## WHAT IS NEEDED
Change "carved" to "sculpted" in the stretch from the start of the listing through the line that contains "column 209, row 123", and give those lines back with everything else unchanged and the pictures left out.

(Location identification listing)
+ + +

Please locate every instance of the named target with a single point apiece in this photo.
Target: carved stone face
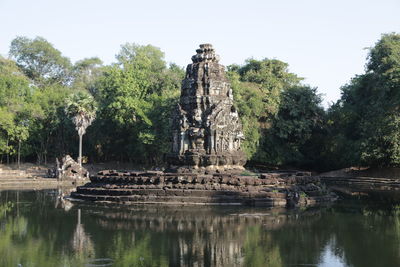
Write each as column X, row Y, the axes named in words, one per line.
column 209, row 123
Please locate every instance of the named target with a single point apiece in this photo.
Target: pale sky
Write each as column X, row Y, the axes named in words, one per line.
column 322, row 41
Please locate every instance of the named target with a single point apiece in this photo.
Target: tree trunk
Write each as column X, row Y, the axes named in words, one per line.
column 19, row 153
column 80, row 150
column 8, row 153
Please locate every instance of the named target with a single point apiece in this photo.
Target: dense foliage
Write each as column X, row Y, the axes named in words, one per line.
column 283, row 120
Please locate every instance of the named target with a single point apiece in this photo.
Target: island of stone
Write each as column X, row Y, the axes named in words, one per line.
column 206, row 161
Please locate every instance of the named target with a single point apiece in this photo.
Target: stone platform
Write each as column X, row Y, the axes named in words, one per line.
column 267, row 189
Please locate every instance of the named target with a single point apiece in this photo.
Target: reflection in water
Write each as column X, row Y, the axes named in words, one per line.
column 81, row 242
column 36, row 231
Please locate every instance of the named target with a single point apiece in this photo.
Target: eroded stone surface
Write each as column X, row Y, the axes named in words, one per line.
column 290, row 189
column 207, row 132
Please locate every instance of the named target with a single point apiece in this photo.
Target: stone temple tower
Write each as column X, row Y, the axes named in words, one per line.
column 207, row 132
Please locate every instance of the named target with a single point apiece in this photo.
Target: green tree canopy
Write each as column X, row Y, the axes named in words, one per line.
column 40, row 61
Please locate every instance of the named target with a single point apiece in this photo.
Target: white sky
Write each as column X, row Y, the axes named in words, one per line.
column 323, row 41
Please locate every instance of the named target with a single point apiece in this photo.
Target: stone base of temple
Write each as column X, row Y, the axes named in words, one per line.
column 201, row 162
column 268, row 189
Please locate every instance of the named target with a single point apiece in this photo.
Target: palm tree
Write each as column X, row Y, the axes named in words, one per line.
column 81, row 107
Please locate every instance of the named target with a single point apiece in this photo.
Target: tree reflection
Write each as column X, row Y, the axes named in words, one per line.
column 38, row 234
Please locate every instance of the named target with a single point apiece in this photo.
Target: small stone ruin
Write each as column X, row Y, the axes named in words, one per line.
column 207, row 132
column 68, row 170
column 206, row 161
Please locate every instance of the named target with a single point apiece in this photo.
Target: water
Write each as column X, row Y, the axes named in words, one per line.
column 36, row 229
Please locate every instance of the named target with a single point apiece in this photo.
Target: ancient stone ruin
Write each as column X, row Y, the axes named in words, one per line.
column 207, row 136
column 69, row 170
column 207, row 131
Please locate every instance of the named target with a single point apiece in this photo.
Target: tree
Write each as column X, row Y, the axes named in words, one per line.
column 81, row 107
column 40, row 61
column 294, row 135
column 369, row 108
column 85, row 74
column 15, row 116
column 257, row 88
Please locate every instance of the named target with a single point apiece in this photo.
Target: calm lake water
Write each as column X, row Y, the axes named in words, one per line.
column 37, row 229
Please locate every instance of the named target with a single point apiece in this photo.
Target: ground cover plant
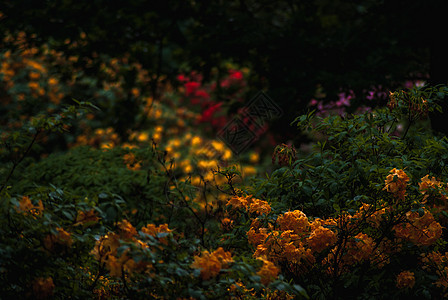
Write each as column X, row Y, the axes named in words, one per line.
column 108, row 193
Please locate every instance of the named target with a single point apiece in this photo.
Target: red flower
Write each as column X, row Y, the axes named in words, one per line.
column 191, row 87
column 182, row 78
column 236, row 75
column 209, row 112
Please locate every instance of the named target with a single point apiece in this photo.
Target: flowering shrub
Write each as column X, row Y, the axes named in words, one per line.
column 156, row 209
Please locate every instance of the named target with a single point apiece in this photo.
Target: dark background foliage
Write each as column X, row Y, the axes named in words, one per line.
column 293, row 47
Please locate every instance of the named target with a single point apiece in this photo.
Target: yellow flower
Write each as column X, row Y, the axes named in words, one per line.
column 259, row 207
column 254, row 157
column 268, row 271
column 321, row 238
column 294, row 220
column 405, row 279
column 396, row 183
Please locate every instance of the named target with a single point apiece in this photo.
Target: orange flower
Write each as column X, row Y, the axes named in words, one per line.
column 421, row 231
column 396, row 183
column 296, row 221
column 405, row 279
column 127, row 231
column 321, row 238
column 259, row 207
column 239, row 202
column 268, row 271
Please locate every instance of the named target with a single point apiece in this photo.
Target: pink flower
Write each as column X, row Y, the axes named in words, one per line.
column 191, row 87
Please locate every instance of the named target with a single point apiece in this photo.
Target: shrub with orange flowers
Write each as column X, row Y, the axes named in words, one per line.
column 210, row 264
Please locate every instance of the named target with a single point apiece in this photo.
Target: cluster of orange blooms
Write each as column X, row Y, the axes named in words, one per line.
column 296, row 242
column 419, row 230
column 39, row 82
column 105, row 250
column 131, row 162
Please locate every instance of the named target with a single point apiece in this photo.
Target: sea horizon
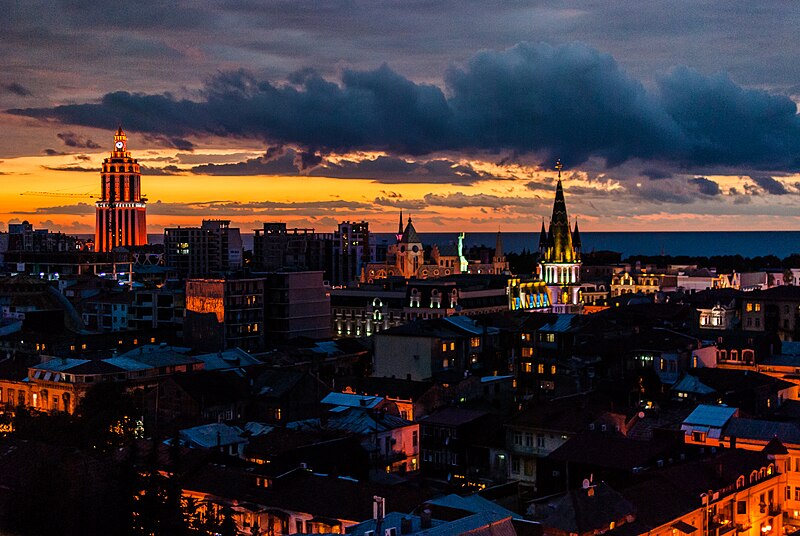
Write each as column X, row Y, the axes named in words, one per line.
column 672, row 243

+ + +

## FINISHED TASK
Please locate every instance of the named target with a single point apiece in this photo.
Target: sculpted stone face
Write each as column X, row Y, the axes named in words, one per line.
column 209, row 123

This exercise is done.